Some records
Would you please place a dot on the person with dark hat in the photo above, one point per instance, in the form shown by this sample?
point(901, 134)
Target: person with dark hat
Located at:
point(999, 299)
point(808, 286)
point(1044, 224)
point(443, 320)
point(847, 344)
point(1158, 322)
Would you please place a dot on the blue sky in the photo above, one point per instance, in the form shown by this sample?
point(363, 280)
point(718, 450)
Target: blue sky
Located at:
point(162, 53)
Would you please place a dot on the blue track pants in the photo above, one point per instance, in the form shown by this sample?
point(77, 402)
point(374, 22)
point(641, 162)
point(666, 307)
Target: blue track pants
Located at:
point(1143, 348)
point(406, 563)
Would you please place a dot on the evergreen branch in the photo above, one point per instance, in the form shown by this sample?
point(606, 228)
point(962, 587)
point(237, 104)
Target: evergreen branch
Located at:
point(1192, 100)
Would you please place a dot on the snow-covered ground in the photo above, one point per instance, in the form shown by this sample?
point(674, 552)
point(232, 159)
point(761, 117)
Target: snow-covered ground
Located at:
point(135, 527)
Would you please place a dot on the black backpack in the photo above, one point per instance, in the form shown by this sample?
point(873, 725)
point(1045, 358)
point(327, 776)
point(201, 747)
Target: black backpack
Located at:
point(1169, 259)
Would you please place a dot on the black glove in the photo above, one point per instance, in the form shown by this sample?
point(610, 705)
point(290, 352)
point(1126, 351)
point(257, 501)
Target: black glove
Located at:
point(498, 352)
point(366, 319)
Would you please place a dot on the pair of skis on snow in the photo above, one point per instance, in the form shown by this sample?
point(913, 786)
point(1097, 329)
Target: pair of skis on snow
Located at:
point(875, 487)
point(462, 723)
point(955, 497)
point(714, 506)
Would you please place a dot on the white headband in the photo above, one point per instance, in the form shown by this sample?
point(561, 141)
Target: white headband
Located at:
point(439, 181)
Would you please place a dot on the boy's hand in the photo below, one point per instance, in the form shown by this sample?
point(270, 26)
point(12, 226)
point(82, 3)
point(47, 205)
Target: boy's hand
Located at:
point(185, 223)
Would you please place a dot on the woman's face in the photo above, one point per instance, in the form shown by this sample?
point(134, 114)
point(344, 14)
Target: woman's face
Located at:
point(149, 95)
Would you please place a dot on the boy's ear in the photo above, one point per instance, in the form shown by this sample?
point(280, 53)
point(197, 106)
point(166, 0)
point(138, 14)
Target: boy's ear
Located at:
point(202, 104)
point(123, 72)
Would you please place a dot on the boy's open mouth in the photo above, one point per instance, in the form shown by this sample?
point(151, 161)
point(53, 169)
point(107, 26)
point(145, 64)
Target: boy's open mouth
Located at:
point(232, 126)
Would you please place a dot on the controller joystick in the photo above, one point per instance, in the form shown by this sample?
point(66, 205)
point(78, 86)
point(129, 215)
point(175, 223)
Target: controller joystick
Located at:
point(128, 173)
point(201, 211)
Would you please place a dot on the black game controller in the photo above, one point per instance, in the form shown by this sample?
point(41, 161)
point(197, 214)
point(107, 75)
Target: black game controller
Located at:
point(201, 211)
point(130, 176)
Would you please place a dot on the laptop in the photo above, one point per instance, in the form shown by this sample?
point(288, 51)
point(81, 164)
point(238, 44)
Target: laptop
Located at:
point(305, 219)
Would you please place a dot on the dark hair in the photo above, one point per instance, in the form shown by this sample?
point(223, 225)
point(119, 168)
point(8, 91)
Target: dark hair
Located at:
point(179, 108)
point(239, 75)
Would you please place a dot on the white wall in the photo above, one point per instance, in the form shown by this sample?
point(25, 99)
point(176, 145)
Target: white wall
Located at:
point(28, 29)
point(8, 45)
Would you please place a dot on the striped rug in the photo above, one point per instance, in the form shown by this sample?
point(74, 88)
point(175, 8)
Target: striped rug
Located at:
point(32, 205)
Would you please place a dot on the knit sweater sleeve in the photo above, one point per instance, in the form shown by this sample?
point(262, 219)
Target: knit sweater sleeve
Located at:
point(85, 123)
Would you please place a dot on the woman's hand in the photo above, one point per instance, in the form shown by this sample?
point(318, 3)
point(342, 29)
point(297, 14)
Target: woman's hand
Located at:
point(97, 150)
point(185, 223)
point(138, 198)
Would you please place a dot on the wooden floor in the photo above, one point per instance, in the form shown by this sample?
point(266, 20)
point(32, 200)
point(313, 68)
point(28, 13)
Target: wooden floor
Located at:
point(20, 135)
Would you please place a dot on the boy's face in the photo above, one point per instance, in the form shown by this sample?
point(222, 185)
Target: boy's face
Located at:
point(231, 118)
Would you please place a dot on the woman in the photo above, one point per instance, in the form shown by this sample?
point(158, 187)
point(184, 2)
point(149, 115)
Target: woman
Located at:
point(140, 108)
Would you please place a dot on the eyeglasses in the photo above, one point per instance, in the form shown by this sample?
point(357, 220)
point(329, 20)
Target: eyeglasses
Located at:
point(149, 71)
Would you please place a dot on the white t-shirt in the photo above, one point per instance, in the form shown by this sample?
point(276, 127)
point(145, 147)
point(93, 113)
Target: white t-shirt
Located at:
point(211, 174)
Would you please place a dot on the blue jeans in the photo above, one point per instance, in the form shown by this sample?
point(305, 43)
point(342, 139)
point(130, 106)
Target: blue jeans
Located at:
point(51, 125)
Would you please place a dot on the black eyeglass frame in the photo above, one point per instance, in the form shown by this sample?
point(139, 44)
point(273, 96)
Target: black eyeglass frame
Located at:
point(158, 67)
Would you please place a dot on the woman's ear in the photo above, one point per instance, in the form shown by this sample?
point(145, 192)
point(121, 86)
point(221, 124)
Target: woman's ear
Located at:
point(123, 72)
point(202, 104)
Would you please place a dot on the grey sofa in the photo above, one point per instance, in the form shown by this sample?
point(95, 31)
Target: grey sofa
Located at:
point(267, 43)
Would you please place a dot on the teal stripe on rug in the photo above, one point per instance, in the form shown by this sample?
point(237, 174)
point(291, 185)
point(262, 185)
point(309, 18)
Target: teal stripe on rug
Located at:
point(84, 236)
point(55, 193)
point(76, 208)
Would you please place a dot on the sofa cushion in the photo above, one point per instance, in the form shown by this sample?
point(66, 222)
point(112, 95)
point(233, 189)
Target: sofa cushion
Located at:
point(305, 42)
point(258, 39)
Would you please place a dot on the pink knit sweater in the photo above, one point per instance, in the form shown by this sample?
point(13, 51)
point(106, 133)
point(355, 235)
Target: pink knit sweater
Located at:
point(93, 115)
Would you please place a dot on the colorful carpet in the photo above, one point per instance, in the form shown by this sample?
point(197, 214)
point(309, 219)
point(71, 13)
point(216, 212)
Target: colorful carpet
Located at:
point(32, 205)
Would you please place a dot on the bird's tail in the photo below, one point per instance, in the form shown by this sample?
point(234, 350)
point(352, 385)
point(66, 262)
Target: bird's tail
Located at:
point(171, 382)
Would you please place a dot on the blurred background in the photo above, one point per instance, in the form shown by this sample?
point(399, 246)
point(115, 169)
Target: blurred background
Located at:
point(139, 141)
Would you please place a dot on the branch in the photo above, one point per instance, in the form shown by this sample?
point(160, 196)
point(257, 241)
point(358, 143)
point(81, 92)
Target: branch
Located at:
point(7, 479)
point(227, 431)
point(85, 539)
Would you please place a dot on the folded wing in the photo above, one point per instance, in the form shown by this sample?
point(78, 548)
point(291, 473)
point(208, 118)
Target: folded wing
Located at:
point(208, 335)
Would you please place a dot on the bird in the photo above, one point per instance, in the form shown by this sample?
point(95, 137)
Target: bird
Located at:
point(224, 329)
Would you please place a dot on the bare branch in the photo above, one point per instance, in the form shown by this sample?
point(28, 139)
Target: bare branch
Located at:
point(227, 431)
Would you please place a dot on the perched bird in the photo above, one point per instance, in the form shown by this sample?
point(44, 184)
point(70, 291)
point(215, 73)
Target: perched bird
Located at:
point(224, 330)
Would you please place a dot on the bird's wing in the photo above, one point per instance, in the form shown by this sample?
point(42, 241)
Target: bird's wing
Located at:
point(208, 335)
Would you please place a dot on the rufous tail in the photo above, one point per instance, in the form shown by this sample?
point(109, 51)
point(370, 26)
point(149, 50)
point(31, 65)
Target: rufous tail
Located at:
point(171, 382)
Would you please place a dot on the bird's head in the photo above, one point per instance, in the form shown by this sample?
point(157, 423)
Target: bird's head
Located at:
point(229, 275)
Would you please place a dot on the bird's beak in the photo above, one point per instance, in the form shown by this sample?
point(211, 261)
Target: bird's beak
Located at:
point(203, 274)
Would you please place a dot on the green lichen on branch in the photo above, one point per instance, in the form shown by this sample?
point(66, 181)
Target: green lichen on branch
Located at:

** Aim **
Return the lines of the records word for word, from the first line through the line that contains "point(135, 527)".

** Exercise result **
Would you please place a dot on the person with dark hat in the photo above, one point per instance, in the form shown by this sample?
point(901, 134)
Target: person with dark hat
Located at:
point(999, 299)
point(808, 286)
point(1044, 224)
point(443, 320)
point(847, 344)
point(1158, 322)
Would you please place a dot on the blue sky in the photo above, one point per instance, in the form shown by this sample?
point(363, 280)
point(718, 450)
Target: blue sky
Located at:
point(162, 53)
Would you please place a dot on the blue track pants in the photo above, one point per instance, in the form shown by this sample?
point(77, 402)
point(374, 22)
point(641, 162)
point(666, 307)
Target: blue track pants
Located at:
point(1143, 348)
point(406, 563)
Would you please place a dot on the evergreen branch in the photo above, one point per instance, in the form shown by this sample?
point(606, 228)
point(962, 587)
point(237, 104)
Target: evergreen branch
Located at:
point(1192, 100)
Would you please place a dot on the snow-covered ground in the photo above, one point per instance, in the form shown by this sample?
point(674, 552)
point(232, 159)
point(761, 117)
Target: snow-covered ground
Located at:
point(135, 527)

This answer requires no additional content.